About this task — The result should be every line in the material below containing the string "attribute".
***
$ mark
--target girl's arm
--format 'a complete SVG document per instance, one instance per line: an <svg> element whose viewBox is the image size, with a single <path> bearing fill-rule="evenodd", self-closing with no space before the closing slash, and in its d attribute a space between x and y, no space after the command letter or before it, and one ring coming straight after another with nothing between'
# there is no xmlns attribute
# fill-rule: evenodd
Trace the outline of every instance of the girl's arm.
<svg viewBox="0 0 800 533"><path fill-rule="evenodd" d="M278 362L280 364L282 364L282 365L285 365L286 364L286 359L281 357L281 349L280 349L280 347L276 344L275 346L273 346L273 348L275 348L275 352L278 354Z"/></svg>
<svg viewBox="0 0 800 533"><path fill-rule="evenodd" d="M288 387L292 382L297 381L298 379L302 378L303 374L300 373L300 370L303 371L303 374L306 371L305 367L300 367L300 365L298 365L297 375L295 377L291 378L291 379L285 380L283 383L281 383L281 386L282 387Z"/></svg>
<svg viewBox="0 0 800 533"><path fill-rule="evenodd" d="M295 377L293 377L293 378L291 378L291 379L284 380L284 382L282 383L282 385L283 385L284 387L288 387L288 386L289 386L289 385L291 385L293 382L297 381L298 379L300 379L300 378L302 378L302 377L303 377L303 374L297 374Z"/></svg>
***
Answer to this problem —
--format 'a complete SVG document per instance, one instance per line: an <svg> element whose viewBox is the image size, with a single <path> bearing fill-rule="evenodd", self-closing with no space before the closing slash, and in its d attribute a space between x and y, no space after the command letter or before it, and one ring coming straight after another with nothing between'
# there is no xmlns attribute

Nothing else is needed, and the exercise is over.